>> BEGIN
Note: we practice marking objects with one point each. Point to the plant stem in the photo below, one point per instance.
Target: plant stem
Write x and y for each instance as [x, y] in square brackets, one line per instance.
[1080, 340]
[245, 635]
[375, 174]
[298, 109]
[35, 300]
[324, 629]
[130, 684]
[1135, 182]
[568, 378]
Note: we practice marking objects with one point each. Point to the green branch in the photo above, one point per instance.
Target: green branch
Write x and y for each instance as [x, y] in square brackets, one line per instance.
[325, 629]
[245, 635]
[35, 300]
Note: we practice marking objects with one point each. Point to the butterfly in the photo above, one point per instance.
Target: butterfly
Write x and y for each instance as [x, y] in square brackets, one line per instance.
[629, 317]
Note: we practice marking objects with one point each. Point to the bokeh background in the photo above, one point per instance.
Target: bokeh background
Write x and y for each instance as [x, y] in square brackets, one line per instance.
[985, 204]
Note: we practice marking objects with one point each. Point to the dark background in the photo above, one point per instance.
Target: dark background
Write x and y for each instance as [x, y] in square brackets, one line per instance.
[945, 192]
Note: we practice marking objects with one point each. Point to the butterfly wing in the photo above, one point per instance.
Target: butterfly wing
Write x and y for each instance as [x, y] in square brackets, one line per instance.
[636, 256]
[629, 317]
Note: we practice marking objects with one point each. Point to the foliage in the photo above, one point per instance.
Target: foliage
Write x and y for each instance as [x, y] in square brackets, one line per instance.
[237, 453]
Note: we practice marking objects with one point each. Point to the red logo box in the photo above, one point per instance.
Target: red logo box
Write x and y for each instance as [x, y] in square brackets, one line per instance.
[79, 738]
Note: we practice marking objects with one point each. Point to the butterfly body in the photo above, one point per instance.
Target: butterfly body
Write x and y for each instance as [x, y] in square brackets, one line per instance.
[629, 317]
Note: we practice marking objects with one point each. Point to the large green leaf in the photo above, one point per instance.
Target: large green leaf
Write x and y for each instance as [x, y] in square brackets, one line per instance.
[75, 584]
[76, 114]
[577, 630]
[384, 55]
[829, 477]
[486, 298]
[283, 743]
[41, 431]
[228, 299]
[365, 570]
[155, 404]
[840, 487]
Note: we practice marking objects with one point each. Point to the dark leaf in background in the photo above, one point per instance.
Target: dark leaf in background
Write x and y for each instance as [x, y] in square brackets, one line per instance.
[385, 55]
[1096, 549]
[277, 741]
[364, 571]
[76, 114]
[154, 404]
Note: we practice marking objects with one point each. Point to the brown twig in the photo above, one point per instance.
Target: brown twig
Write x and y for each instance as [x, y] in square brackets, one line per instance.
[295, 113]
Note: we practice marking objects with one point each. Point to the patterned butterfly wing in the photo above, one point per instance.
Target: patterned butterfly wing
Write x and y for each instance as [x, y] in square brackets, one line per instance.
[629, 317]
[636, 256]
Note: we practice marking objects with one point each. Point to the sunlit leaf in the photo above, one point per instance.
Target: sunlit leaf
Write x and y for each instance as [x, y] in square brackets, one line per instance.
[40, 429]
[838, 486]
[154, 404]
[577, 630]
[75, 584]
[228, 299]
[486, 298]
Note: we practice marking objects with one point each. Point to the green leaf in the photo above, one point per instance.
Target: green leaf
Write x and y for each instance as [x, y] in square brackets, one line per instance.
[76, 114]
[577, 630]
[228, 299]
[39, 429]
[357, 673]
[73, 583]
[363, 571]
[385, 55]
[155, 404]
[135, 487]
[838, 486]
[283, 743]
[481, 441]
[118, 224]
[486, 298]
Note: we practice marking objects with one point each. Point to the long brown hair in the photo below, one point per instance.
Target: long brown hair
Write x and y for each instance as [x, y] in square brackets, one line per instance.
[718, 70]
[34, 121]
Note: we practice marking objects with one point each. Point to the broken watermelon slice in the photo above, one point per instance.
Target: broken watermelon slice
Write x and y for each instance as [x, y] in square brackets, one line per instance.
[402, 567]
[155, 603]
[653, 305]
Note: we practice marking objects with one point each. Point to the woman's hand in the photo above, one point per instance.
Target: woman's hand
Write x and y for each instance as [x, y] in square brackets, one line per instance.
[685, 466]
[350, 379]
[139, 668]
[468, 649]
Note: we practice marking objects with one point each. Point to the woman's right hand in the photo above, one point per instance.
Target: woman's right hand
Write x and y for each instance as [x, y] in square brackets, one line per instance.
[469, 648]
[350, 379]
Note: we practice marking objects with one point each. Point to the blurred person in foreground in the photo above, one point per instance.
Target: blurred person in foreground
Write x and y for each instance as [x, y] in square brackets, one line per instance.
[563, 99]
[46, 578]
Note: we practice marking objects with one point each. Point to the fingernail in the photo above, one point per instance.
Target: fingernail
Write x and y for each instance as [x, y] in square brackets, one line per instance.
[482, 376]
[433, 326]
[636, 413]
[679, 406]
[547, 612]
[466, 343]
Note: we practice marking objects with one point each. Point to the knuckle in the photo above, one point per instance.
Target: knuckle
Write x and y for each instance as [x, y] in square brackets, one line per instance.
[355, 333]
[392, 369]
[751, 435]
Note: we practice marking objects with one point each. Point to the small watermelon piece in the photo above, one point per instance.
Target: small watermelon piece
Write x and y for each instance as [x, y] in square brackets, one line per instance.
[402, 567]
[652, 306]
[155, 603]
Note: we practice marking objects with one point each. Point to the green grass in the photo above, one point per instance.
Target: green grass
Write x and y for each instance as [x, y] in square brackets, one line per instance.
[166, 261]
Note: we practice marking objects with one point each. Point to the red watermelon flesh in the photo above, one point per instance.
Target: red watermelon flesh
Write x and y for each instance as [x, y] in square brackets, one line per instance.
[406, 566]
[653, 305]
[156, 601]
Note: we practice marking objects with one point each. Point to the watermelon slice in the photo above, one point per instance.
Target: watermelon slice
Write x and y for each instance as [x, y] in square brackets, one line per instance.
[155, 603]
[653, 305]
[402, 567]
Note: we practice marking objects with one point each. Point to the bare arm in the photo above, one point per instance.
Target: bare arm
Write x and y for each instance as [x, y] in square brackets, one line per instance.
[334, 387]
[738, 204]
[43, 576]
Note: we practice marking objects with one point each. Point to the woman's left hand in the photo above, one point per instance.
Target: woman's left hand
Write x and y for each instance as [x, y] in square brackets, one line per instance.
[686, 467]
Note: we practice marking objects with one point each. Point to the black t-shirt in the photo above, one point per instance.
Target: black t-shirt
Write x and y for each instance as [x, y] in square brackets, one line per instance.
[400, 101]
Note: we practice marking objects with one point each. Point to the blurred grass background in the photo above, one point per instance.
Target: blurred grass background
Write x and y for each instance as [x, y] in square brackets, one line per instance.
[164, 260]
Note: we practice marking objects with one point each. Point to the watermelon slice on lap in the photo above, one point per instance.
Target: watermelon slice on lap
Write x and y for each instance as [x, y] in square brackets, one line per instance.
>> END
What is asked: The lines above should be duplicated exactly.

Exercise solution:
Note: we practice marking objects with one point each. Point to the plant stem in the photo below, one point per instance.
Target: plant stem
Write x and y for each instance as [x, y] in square brackets, one line per instance.
[1080, 340]
[245, 635]
[375, 174]
[298, 109]
[35, 300]
[324, 629]
[130, 684]
[1135, 182]
[568, 378]
Note: we practice marking objects with one point each. Point to the green branch in the photo above, one point per instance.
Target: green branch
Write x and y for each instance as [x, y] in square brackets, one line per instance.
[325, 629]
[245, 635]
[35, 300]
Note: we practice marking objects with one point each. Point to the butterfly in the photo above, one point per instance.
Target: butterfly
Write x and y for each instance as [x, y] in square brackets, one line per instance.
[629, 317]
Note: we practice marking objects with one point each. Point to the bokeh background in the photo above, one point per instance.
Target: bokeh background
Write x and y for each instance as [x, y] in square brackets, one line per instance.
[985, 204]
Note: we practice marking objects with one point each. Point to the dark background in the photo above, one point per instance.
Target: dark background
Write x and y for each instance as [x, y] in square brackets, one line per instance.
[945, 192]
Note: we practice marking objects with one point each. Point to the butterfly wing in the photo above, one point per instance.
Target: butterfly wing
Write x and y for each instance as [x, y] in square brackets, one line per instance.
[636, 256]
[629, 317]
Note: we practice marking objects with one point each. Point to the foliage in the photo above, one point per instance.
Target: foliage
Write x and y for each instance as [x, y] in square brackets, one line per instance.
[237, 453]
Note: we practice marking objects with one point each. Point to the red logo box in the photo above, one point per instance.
Target: red logo box
Write x and y for each instance as [x, y] in square brackets, one line per instance.
[79, 738]
Note: we practice marking objects with one point each. Point to the butterfly body in the photo above, one point per instance.
Target: butterfly body
Write x and y for each instance as [x, y] in square brackets, one line per instance.
[629, 317]
Note: we practice marking objects with one point each. Point to the large green leaf in the photo above, one point per instance.
Target: large green leaf
Write x and y for each instance as [x, y] in square brackets, one line per instance.
[75, 584]
[76, 114]
[577, 630]
[384, 55]
[829, 477]
[486, 298]
[283, 743]
[41, 431]
[228, 299]
[365, 570]
[155, 404]
[840, 487]
Note: we practice marking objects with one point each. Point to the dark leaf in background in the photo above, one point per instance.
Target: dark leaf in background
Write x and y for each instance as [x, y] in square brackets, one line per instance.
[385, 55]
[1096, 549]
[277, 741]
[364, 571]
[76, 114]
[154, 404]
Note: we practice marking objects with one point each. Point to the brown twig in the photo above, one point per instance.
Target: brown twig
Write x and y for each instance as [x, y] in square brackets, one line per instance.
[295, 113]
Note: we practice marking objects with one point each. Point to the patterned butterfly wing in the photo above, one point per instance.
Target: patterned butterfly wing
Write x and y for each instance as [x, y] in square brackets, one line per instance.
[629, 317]
[636, 256]
Note: we practice marking objects with one point each. Point to the sunlit leaf in the photo above, one point per instance.
Target: sunlit leaf
Write x and y for each instance as [x, y] in square brackets, one line per instance.
[40, 429]
[838, 486]
[154, 404]
[577, 630]
[75, 584]
[228, 299]
[486, 298]
Note: we practice marking objects with one point each. Point to the green leaf in the photo above, one point per instance.
Target: green leaf
Write x and y for each instance as [x, y] in square brackets, one line per instance.
[76, 114]
[577, 630]
[228, 299]
[39, 429]
[357, 673]
[73, 583]
[363, 571]
[385, 55]
[155, 404]
[135, 487]
[838, 486]
[283, 743]
[481, 441]
[118, 224]
[486, 298]
Note: we practice marking objects with one point each. Point to the long brown hair in the photo below, one point per instance.
Target: long brown hair
Write x and y for each instance as [x, y] in square brackets, one line per instance.
[718, 70]
[34, 121]
Note: we practice marking objects with one point each. Point to the broken watermelon slice in the photo above, one point per instance.
Target: broken watermelon slice
Write x and y for each instance as [x, y] in square brackets, one line per instance.
[402, 567]
[155, 603]
[653, 305]
Note: we practice marking objects with one point each. Point to the woman's hand in the photo above, one point per instance.
Target: woman's hand
Write x and y for each instance as [x, y] in square brackets, one line per instance.
[685, 466]
[350, 379]
[139, 668]
[468, 649]
Note: we practice marking objects with one point each. Point to the woman's right hand in the photo above, one point per instance.
Target: woman's right hand
Write x and y for each instance as [x, y] in square brackets, one line per instance.
[469, 648]
[350, 379]
Note: we practice marking objects with one point each. Point to the blurred person in foreground in the photo above, one point per instance.
Target: blurred person in foreground
Write x and y for each instance as [x, y] in square brackets, one line per instance.
[563, 99]
[46, 578]
Note: we practice marking objects with one point each. Point to the fingernail in the photo above, one point per instance.
Target: fingernail
Write x and y for each instance as [x, y] in square brackets, one line per instance.
[482, 376]
[433, 326]
[636, 413]
[679, 406]
[547, 612]
[466, 343]
Note: we practice marking objects with one point each. Point to the knuckle in the photo above, one point per instance.
Target: knuckle
Write x and y for each instance as [x, y] in square brackets, one line per instance.
[355, 333]
[392, 369]
[751, 435]
Note: we practice marking objects with one point each. Point to the small watermelon piece in the photo above, one point per instance.
Target: small watermelon piece
Write x and y for each instance as [x, y] in square brackets, one line per instance.
[402, 567]
[652, 306]
[155, 603]
Note: we practice marking objects with one point each. Point to the green grass in the photo above, one point per instance.
Target: green grass
Write x and y for each instance as [x, y] in square brackets, one line per instance.
[166, 261]
Note: we practice marking objects with one point each. Point to the red watermelon flesh in the photo above, one point per instance.
Target: red watermelon flesh
Write x and y for each instance as [x, y] in square brackets, one line per instance.
[406, 566]
[653, 305]
[156, 601]
Note: we practice marking objects with one point each. Point to the watermelon slice in the photo above, one point per instance.
Target: watermelon slice
Write x and y for each instance as [x, y] in square brackets, one line per instance.
[155, 603]
[653, 305]
[402, 567]
Note: we practice marking objects with one point each. Point to the bare arm in the photo above, one point per instance.
Target: bare arm
Write x and y for each instance as [x, y] in square brackets, one line per instance.
[334, 387]
[738, 204]
[43, 576]
Note: we practice marking objects with one point each. Point to the woman's left hand in the photo above, one point per instance.
Target: woman's left hand
Write x and y for each instance as [x, y] in square brackets, one line per instance.
[686, 467]
Note: we practice marking objects with one point each. Point to the black t-shirt in the photo above, one point per instance.
Target: black t-shirt
Write x and y for each instance as [x, y] in square brackets, one line per instance.
[400, 101]
Note: we practice marking objects with one point each. Point to the blurred grass background in the photo above, one point per instance.
Target: blurred grass background
Write x and y for each instance as [x, y] in square brackets, one line per instance.
[164, 260]
Note: we practice marking objects with one point each. Point to the watermelon slice on lap in the photo above, one point per instance.
Target: watermelon slice on lap
Write x and y for each instance as [x, y] in square brackets, one line per instance.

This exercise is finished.